### Goal 1:
Show every line of the records below that contains the word "wire", copying each such line in full.

### Extracted text:

★ ★ ★ ★ ★

FDA’s Seventh Annual Report to Congress on 505(q) Citizen Petitions: A Lot of the Same Old Same Old
September 29, 2015By Kurt R. Karst –
FDA recently released the Agency’s Seventh Annual Report to Congress, required by FDC Act § 505(q)(3), on FDA’s experience during Fiscal Year 2014 (“FY 2014”) with citizen petitions subject to FDC Act § 505(q). Other than some updated numbers fo FY 2014, the report largely repeats both FDA’s concerns about petitioning expressed in previous reports (see our previous posts here, here, here, here, here, and here) and the trends the Agency has been seeing in petitioning. In particular, FDA notes:
- FDA continues to receive serial 505(q) petitions, frequently from the same petitioner, about the same specific drug or class of drugs, sometimes requiring several separate responses about different issues regarding the same product. Responding to such serial petitions requires the use of substantial FDA resources, on a repeated basis, over a protracted period of time.
- The enactment of FDASIA has increased the strain on Agency resources by significantly shortening the time frame for responding to 505(q) petitions by 30 days. The shortened timeframe affords FDA even less time to evaluate the issues raised in the petitions and to provide a response that articulates the scientific and legal reasoning supporting the Agency’s decision. As a result, FDA has needed to direct resources away from other important initiatives to attempt to comply with the new shorter deadline.

★ ★ ★ ★ ★

### Goal 2:
Reproduce the part of the passage on FDA's citizen petition report above that opens with the words containing "- The enactment" and closes with "new shorter deadline.", switching every "resources" to "funding".

### Material:
★ ★ ★ ★ ★

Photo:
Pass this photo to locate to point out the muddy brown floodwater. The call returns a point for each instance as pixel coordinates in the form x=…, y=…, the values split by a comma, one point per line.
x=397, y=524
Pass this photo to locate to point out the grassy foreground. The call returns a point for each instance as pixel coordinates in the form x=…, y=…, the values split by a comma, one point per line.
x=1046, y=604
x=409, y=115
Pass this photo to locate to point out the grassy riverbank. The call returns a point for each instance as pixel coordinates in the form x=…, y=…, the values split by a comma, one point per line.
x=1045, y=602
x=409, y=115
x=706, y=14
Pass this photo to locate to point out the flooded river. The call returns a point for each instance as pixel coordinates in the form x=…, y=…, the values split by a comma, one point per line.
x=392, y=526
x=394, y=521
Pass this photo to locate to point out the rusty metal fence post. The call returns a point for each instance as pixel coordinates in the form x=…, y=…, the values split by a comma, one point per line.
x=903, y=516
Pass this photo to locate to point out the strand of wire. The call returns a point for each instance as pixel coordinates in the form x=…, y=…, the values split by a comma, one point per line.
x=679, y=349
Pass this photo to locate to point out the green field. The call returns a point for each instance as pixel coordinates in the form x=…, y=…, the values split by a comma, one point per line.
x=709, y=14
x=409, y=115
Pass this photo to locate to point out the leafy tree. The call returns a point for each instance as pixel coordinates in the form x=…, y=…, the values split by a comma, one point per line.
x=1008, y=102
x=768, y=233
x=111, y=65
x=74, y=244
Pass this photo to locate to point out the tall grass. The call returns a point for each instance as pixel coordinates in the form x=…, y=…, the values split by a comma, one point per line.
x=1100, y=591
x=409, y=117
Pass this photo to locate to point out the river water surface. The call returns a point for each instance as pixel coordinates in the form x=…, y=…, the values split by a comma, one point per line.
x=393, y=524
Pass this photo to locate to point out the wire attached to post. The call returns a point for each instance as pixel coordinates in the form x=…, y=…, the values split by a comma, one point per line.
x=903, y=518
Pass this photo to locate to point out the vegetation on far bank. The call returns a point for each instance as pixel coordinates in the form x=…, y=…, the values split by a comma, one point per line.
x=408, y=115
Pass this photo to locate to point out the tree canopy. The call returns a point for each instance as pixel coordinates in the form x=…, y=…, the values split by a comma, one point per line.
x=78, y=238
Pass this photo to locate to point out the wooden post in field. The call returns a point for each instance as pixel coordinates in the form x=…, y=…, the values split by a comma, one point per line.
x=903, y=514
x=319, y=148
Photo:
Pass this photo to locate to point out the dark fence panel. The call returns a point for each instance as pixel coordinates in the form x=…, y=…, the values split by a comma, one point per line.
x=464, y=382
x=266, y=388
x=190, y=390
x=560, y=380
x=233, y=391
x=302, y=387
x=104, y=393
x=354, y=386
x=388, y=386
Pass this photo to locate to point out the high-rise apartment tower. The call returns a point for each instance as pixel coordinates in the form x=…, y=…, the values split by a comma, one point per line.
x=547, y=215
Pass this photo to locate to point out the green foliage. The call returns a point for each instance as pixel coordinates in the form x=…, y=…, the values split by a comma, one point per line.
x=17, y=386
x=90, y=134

★ ★ ★ ★ ★

### Worked answer 1:
Pass this photo to locate to point out the strand of wire. The call returns a point for each instance as pixel coordinates in the form x=…, y=…, the values split by a comma, one point per line.
Pass this photo to locate to point out the wire attached to post. The call returns a point for each instance as pixel coordinates in the form x=…, y=…, the values split by a comma, one point per line.

### Worked answer 2:
- The enactment of FDASIA has increased the strain on Agency funding by significantly shortening the time frame for responding to 505(q) petitions by 30 days. The shortened timeframe affords FDA even less time to evaluate the issues raised in the petitions and to provide a response that articulates the scientific and legal reasoning supporting the Agency’s decision. As a result, FDA has needed to direct funding away from other important initiatives to attempt to comply with the new shorter deadline.